◆ 課題の内容
笑いとアニメについての文章から、「以前にも紹介されていたと思う」で始まり「作でした。AAAをあげたい。」で終わる部分を、一字も変えずに書き出してください。

◆ 読む文章
====================

対局にあるのは高橋留美子かなと・・・『うる星やつら』や『めぞん一刻』などの笑いは、ストーリーと不可分です。主人公が一生懸命になにかを達成しようとした結果が予想外であったりするのですが、そこに笑いが生まれる。それぞれのキャラクターがお決まりのパターンの反応や行動をするのですが、そのタイミングや効果が微妙にずらされたりする事でそこに笑いが生まれます。


「どちらの笑が優れているか?」という問題では無く、何となく笑いには2種類あるという程度の話ですが・・・。そして私がギャグ漫画や漫才にあまり興味を持てない理由は、「無防備」に笑えないから・・・かと。どうしうても作り手側の思考を探ってしまうクセがあるのです。だから条件反射で笑えずに、笑うタイミングを逃してしまうのでしょう。

■ 日本版の人魚姫、『瀬戸の花嫁』 ■

なぜギャグや笑の話をしたかと言えば、先日終了したアニメ『暗殺教室』の最終2話が素晴らしいという記事を書いたら、よたろうさんから岸誠二監督の旧作の『瀬戸の花嫁』を紹介されたから。

以前にも紹介されていたと思うのでうすが、その時は最初の3分位で視聴を辞めてしまいました。なんか古臭いアニメだな・・・と思って。(今回調べてみたら2007年の作品なので、古臭いのでは無く、実際に古いアニメだったのですね。)

今回は『暗殺教室』の監督という意識もあって1話をじっくりと観る事に。・・・なんとこの作品、傑作中の傑作でした。AAAをあげたい。

====================

◆ 提供データ
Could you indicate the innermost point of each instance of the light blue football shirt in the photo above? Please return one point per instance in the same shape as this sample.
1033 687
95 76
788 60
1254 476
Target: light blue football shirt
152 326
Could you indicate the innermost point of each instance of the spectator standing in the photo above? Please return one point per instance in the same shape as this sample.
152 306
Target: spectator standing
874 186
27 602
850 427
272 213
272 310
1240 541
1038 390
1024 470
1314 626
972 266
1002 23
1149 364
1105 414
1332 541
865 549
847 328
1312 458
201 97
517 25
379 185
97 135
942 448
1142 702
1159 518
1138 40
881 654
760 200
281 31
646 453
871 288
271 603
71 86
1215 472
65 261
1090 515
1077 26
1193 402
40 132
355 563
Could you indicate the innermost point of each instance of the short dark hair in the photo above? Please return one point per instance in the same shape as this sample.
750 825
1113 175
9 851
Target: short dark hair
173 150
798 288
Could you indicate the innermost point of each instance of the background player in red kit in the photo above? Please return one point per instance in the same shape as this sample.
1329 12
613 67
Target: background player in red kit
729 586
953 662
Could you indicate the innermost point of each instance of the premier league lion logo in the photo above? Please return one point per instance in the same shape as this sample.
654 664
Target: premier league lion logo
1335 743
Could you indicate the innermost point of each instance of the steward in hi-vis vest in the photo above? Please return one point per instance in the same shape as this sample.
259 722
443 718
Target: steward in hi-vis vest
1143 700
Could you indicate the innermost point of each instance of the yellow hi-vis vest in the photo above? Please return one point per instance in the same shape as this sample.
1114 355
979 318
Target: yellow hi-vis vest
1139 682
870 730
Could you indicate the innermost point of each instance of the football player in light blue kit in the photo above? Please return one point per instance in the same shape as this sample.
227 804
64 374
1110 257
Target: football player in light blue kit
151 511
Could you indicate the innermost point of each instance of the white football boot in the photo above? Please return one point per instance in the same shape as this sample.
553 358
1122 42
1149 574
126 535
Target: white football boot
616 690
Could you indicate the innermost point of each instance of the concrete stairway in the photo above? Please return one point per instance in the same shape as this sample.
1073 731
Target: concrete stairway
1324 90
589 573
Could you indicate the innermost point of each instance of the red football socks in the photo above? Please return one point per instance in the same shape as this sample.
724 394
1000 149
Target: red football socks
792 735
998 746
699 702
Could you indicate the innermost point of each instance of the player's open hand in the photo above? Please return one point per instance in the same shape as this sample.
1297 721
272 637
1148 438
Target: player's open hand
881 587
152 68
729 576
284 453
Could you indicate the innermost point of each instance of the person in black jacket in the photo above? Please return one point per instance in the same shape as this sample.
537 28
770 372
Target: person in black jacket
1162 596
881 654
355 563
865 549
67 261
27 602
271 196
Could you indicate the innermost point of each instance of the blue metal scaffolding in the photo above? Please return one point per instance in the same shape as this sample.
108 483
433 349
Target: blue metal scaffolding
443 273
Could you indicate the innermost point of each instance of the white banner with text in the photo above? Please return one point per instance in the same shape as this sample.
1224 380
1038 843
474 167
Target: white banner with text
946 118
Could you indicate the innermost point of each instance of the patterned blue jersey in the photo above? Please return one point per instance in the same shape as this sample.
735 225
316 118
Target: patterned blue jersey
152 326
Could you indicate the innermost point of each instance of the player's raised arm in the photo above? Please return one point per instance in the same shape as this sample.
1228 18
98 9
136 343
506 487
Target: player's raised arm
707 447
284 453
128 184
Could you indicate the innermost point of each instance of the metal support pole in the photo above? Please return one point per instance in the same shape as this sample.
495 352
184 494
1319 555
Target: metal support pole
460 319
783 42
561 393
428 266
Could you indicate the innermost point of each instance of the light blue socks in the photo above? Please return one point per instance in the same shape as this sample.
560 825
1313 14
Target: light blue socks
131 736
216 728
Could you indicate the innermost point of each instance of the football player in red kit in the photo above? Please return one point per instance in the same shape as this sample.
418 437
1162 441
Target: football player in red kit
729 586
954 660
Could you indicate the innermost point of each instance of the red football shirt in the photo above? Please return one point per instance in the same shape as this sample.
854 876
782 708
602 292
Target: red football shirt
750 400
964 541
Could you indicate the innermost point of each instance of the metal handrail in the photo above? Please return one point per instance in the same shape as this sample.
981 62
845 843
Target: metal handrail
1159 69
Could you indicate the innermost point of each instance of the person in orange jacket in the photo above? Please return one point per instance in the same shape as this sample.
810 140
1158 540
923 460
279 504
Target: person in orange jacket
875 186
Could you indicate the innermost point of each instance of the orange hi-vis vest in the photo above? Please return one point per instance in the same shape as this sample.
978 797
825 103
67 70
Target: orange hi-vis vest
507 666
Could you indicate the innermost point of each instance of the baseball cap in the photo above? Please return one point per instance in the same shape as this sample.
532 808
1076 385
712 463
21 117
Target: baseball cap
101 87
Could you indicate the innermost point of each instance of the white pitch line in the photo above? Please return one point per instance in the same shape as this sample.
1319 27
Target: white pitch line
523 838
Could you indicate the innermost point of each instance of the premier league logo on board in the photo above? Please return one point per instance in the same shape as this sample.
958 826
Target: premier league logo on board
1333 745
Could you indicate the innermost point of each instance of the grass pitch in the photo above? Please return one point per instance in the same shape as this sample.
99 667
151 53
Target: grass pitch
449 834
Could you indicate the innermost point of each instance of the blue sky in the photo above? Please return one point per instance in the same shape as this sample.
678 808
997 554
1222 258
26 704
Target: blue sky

====================

◆ 課題の答え
以前にも紹介されていたと思うのでうすが、その時は最初の3分位で視聴を辞めてしまいました。なんか古臭いアニメだな・・・と思って。(今回調べてみたら2007年の作品なので、古臭いのでは無く、実際に古いアニメだったのですね。)

今回は『暗殺教室』の監督という意識もあって1話をじっくりと観る事に。・・・なんとこの作品、傑作中の傑作でした。AAAをあげたい。